(WORKING DATA)
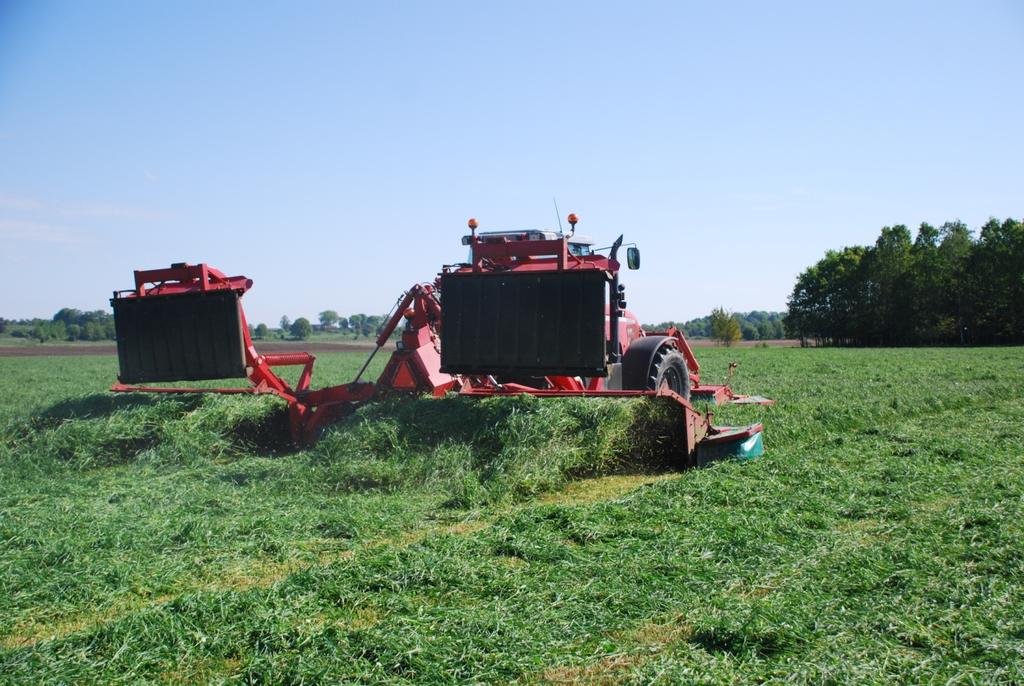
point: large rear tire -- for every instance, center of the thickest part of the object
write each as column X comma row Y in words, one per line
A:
column 668, row 370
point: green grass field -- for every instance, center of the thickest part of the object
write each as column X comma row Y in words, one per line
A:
column 177, row 540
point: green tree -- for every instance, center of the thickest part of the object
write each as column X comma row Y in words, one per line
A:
column 329, row 318
column 301, row 329
column 724, row 327
column 356, row 324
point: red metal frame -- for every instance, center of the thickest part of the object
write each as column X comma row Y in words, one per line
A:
column 415, row 365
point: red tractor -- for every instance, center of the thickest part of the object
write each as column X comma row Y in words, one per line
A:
column 535, row 312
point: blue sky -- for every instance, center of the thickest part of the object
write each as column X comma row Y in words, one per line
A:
column 333, row 152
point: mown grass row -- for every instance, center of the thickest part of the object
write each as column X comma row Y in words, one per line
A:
column 879, row 541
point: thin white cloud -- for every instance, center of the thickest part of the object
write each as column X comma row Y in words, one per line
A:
column 19, row 229
column 110, row 211
column 18, row 203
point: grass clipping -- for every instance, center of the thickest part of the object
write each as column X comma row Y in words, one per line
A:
column 478, row 451
column 483, row 451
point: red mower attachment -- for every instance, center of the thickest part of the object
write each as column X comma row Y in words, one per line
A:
column 186, row 324
column 530, row 312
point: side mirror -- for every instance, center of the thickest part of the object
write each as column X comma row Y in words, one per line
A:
column 633, row 257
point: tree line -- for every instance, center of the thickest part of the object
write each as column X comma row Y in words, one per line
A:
column 330, row 322
column 755, row 326
column 68, row 325
column 944, row 286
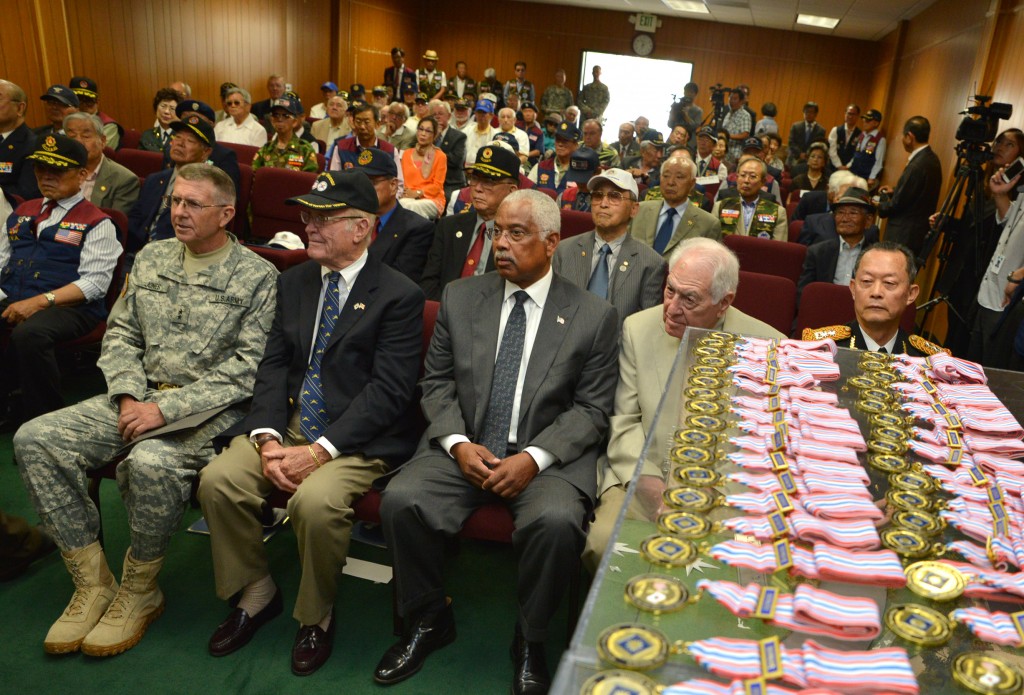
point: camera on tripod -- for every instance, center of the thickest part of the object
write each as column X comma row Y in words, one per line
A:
column 982, row 121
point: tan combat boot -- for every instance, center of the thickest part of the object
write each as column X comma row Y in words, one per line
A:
column 137, row 603
column 94, row 589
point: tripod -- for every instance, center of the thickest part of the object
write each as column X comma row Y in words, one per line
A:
column 968, row 196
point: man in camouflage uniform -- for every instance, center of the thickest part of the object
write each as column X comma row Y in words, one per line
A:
column 181, row 351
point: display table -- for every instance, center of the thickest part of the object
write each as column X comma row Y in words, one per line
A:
column 606, row 605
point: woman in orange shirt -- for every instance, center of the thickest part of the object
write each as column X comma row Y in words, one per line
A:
column 424, row 168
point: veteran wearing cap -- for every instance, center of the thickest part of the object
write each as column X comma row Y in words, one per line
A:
column 462, row 243
column 192, row 142
column 332, row 411
column 56, row 262
column 57, row 102
column 88, row 101
column 551, row 173
column 883, row 288
column 181, row 352
column 608, row 261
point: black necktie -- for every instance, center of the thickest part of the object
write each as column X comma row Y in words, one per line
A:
column 498, row 419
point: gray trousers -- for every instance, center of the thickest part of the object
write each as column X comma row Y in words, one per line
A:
column 56, row 449
column 429, row 498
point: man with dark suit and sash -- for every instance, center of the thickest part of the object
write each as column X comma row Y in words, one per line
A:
column 517, row 390
column 332, row 411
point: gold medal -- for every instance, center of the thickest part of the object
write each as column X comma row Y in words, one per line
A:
column 667, row 551
column 920, row 624
column 887, row 463
column 691, row 455
column 656, row 593
column 710, row 423
column 929, row 525
column 986, row 674
column 695, row 438
column 696, row 476
column 619, row 683
column 935, row 580
column 632, row 646
column 691, row 498
column 907, row 543
column 685, row 524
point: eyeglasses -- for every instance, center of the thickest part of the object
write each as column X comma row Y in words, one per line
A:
column 515, row 235
column 320, row 222
column 613, row 197
column 189, row 205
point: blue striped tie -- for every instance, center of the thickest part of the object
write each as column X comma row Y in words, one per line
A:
column 312, row 407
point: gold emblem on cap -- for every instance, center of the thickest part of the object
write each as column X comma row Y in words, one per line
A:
column 986, row 674
column 632, row 646
column 935, row 580
column 920, row 624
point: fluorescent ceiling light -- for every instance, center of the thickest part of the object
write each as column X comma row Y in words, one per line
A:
column 815, row 20
column 687, row 6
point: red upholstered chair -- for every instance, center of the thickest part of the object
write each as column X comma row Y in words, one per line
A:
column 768, row 298
column 827, row 304
column 130, row 138
column 270, row 188
column 768, row 256
column 139, row 162
column 576, row 222
column 245, row 153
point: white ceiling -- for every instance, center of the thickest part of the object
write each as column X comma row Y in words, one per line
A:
column 868, row 19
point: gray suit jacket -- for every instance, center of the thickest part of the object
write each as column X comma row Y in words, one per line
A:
column 116, row 187
column 569, row 384
column 636, row 281
column 695, row 222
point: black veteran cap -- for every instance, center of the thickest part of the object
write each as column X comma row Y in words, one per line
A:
column 62, row 94
column 196, row 106
column 198, row 126
column 337, row 189
column 494, row 162
column 377, row 163
column 84, row 87
column 59, row 151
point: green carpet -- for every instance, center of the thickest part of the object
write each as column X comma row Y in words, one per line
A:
column 172, row 656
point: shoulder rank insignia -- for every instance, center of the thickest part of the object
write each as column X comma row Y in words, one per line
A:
column 834, row 332
column 927, row 346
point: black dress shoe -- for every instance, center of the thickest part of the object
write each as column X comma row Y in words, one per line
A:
column 238, row 630
column 406, row 658
column 312, row 648
column 530, row 675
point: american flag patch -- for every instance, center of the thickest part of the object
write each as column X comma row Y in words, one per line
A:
column 70, row 236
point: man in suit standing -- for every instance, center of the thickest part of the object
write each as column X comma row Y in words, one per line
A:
column 108, row 184
column 462, row 243
column 664, row 230
column 608, row 261
column 833, row 260
column 916, row 193
column 517, row 401
column 344, row 348
column 453, row 143
column 701, row 284
column 802, row 134
column 400, row 239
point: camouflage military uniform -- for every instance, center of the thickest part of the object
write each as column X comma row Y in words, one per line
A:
column 297, row 155
column 188, row 344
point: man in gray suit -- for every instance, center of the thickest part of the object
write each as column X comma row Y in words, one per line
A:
column 608, row 261
column 664, row 230
column 108, row 184
column 517, row 399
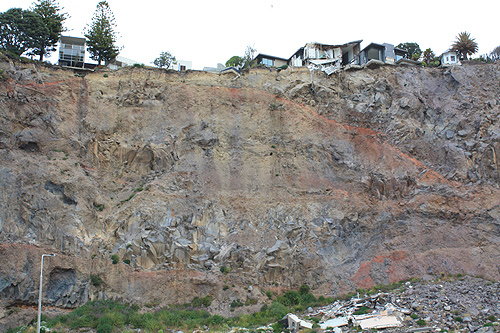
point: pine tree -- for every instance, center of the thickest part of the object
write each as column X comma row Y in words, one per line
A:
column 164, row 60
column 101, row 35
column 45, row 40
column 18, row 29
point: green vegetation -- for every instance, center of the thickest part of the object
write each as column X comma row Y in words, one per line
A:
column 3, row 76
column 234, row 61
column 110, row 316
column 99, row 207
column 236, row 304
column 465, row 45
column 199, row 302
column 96, row 280
column 101, row 35
column 19, row 30
column 52, row 21
column 413, row 49
column 164, row 60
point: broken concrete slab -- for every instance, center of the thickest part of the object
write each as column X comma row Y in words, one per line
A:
column 377, row 321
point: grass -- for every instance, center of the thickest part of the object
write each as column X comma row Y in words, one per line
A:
column 110, row 316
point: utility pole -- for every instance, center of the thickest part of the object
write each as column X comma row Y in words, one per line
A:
column 40, row 292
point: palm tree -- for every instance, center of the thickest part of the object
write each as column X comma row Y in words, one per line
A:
column 464, row 45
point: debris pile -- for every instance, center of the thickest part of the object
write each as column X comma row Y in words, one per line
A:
column 466, row 304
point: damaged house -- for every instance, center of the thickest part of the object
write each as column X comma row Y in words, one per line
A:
column 331, row 58
column 328, row 58
column 381, row 53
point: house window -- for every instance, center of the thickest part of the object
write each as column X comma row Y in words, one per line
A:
column 267, row 62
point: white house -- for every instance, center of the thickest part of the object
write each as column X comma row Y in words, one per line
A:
column 181, row 65
column 328, row 58
column 449, row 58
column 120, row 62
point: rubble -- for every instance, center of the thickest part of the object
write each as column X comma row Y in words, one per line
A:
column 463, row 304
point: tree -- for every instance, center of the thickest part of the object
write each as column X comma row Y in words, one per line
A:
column 101, row 35
column 413, row 50
column 18, row 29
column 428, row 56
column 45, row 41
column 464, row 45
column 164, row 60
column 235, row 61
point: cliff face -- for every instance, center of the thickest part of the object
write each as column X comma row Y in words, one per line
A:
column 289, row 177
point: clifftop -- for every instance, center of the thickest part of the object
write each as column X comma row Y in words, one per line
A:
column 362, row 178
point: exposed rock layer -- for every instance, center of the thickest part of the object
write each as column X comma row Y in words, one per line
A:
column 361, row 178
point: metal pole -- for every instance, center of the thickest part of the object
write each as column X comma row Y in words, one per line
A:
column 40, row 292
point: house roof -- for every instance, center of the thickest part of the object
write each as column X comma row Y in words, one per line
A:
column 339, row 45
column 448, row 51
column 73, row 40
column 262, row 55
column 373, row 45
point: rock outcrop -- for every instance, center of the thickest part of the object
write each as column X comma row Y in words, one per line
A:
column 362, row 178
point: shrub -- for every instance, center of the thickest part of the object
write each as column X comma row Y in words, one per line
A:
column 291, row 297
column 250, row 301
column 277, row 310
column 96, row 280
column 277, row 327
column 216, row 320
column 3, row 75
column 236, row 304
column 199, row 302
column 304, row 289
column 307, row 299
column 99, row 207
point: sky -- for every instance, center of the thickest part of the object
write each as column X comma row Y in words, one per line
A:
column 210, row 32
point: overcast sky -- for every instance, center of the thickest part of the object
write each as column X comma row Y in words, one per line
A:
column 210, row 32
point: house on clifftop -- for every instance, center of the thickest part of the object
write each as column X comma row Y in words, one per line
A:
column 71, row 51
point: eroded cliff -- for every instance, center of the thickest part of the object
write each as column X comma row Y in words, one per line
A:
column 283, row 178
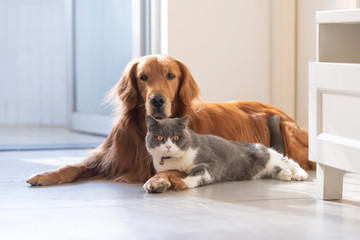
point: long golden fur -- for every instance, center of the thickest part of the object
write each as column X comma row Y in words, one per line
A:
column 123, row 156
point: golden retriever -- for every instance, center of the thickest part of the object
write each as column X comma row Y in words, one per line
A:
column 163, row 87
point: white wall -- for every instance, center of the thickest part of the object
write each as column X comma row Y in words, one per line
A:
column 32, row 62
column 306, row 46
column 226, row 45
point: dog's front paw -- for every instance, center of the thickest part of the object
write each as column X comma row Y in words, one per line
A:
column 44, row 179
column 157, row 185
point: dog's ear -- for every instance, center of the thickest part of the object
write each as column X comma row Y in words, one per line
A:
column 126, row 88
column 188, row 90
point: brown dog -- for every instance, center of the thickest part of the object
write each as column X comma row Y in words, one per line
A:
column 163, row 87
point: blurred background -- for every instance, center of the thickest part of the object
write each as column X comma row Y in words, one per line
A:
column 59, row 58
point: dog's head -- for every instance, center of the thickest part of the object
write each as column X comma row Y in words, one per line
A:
column 158, row 83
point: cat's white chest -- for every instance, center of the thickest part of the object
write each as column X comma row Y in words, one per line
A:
column 185, row 162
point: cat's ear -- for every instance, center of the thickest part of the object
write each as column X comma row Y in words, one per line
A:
column 183, row 121
column 150, row 122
(End WORKING DATA)
(WHAT TO WORK ON) State how many lines of the listing include the word "golden". Reply with the number alone.

(ANSWER SPACE) 2